Rows from a pointing dataset:
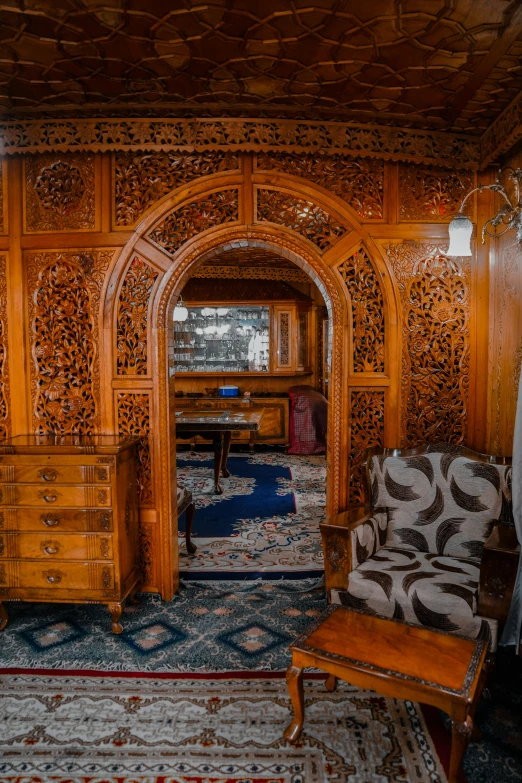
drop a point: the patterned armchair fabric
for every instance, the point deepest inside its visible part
(421, 561)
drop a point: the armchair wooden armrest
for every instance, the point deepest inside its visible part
(336, 533)
(498, 572)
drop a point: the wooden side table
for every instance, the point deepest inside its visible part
(396, 659)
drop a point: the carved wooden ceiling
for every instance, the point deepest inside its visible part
(433, 64)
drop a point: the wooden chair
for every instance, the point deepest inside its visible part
(185, 503)
(435, 546)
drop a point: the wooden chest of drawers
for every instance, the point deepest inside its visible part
(68, 521)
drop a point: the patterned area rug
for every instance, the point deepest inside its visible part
(209, 626)
(266, 522)
(206, 731)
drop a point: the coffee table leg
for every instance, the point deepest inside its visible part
(460, 736)
(294, 680)
(331, 682)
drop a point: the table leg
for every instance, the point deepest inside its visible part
(189, 516)
(294, 680)
(218, 451)
(227, 437)
(460, 736)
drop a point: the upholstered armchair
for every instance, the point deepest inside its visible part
(416, 552)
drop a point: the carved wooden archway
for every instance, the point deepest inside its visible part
(302, 222)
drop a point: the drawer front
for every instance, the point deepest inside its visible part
(56, 546)
(58, 576)
(54, 495)
(67, 520)
(55, 474)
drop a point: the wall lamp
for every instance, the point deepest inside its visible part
(509, 215)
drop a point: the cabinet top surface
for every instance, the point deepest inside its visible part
(70, 444)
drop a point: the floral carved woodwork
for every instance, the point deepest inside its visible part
(134, 419)
(435, 300)
(196, 217)
(431, 192)
(302, 216)
(141, 178)
(59, 192)
(367, 431)
(359, 181)
(64, 301)
(4, 366)
(133, 310)
(367, 312)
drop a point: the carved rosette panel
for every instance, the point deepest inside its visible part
(302, 216)
(432, 193)
(359, 181)
(435, 301)
(141, 178)
(5, 427)
(134, 419)
(367, 303)
(367, 431)
(59, 192)
(133, 310)
(196, 217)
(64, 303)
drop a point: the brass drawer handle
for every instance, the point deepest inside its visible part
(48, 474)
(50, 547)
(48, 498)
(53, 577)
(50, 520)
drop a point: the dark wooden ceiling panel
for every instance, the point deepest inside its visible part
(437, 64)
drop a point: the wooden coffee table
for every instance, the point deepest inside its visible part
(395, 659)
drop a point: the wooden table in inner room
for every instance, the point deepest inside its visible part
(218, 427)
(395, 659)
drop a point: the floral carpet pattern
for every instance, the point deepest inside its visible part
(183, 730)
(266, 522)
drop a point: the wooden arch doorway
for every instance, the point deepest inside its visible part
(318, 233)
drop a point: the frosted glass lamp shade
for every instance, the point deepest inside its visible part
(180, 311)
(460, 231)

*WHAT TO WORK ON*
Please arrange the rows from the line containing "drop a point: the frosted glass lamp shade" through the end of the rows as a numbered list, leaving out any blank lines.

*TASK RESULT*
1. drop a point: the frosted glass lamp shade
2. for every instance, the point deepest inside its visible part
3. (180, 311)
4. (460, 231)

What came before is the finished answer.